# Get Embeddings

Hi!

In this notebook, I create multiple embedding representations for the phrasal verb data found [here](https://github.com/johnstarr-ling/light-verb-construction-embeddings/tree/main/data).

The kinds of embeddings that I currently use are:
1. pre-trained Word2Vec word embeddings (300d, trained on Google News Corpus)
2. pre-trained Word2Vec word embeddings (300d, trained on Google News Corpus), with phrasal verb as one compositional embedding (mean pooling)
3. pre-trained GLoVe word embeddings (300d, trained on Wikipedia 2014 + Gigaword 5 corpora)
4. pre-trained GLoVe word embeddings (300d, trained on Wikipedia 2014 + Gigaword 5 corpora), with phrasal verb as one compositional embedding (mean pooling)
5. [InferSent](https://github.com/facebookresearch/InferSent) sentence embeddings

Embedding representations that I expect to use in the future include:
1. BERT

__NOTE ON RUNNING THIS NOTEBOOK:__ This notebook requires the following files to be in the same directory for a successful run:
1. [models.py](https://github.com/facebookresearch/InferSent/blob/main/models.py) file from InferSent
2. [a pretrained GLoVe embedding .txt file](https://nlp.stanford.edu/projects/glove/)

## Data Preparation

In [16]:
import numpy as np
import pandas as pd
import torch 

In [17]:
# import stuff
%load_ext autoreload
%autoreload 2
%matplotlib inline

from random import randint

The autoreload extension is already loaded. To reload it, use:
  %reload_ext autoreload


We'll load in our phrasal verb data:

In [39]:
data = pd.read_csv('data/pvc_data.csv')

In [40]:
data.head()

Unnamed: 0,pvc_lemmas,file_path,row,is_phrasal,annotator_agreement_percentage,verb_idx,sents
0,"['take', 'on']",B/BN/BNN.xml,291,True,1.0,"['12', '13']","['At', 'about', 'the', 'same', 'time', 'the', ..."
1,"['give', 'in']",B/B1/B1E.xml,670,False,0.7051,"['15', '16']","['Production', 'is', 'centred', 'in', 'the', '..."
2,"['take', 'after']",K/K3/K3E.xml,56,False,0.6733,"['21', '22']","['By', 'Echo', 'reporter', 'CORONATION', 'Stre..."
3,"['get', 'out']",C/CK/CK9.xml,1654,True,1.0,"['19', '20']","['Mrs', 'Aggie', ',', 'I', 'do', 'want', 'to',..."

**Written request 1:** According to the embeddings notebook, why do the InferSent models.py file and a pretrained GLoVe embedding .txt file need to be in the same directory as the notebook? Answer in one to three sentences.
**Written request 2:** Translate this sentence from the embeddings notebook into Spanish: "In this notebook, I create multiple embedding representations for the phrasal verb data found here."
**Written request 3:** Say whether each statement agrees with the embeddings notebook, giving yes or no and quoting the deciding words: (a) The GLoVe embeddings used are 300-dimensional and trained on Wikipedia 2014 and Gigaword 5. (b) BERT is one of the embedding representations the notebook currently uses. (c) The Word2Vec embeddings were trained on Wikipedia.
The data that comes next is separate material, unrelated to the embeddings notebook.

**Given data:**
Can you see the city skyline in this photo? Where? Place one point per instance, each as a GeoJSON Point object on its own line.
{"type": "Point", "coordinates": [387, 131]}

**Complete response 1:** The notebook needs these two files in its directory for a successful run.

**Complete response 2:** En este cuaderno, creo múltiples representaciones de embeddings para los datos de verbos frasales que se encuentran aquí.

**Complete response 3:**
(a) Yes: "pre-trained GLoVe word embeddings (300d, trained on Wikipedia 2014 + Gigaword 5 corpora)"
(b) No: "Embedding representations that I expect to use in the future include"
(c) No: "trained on Google News Corpus"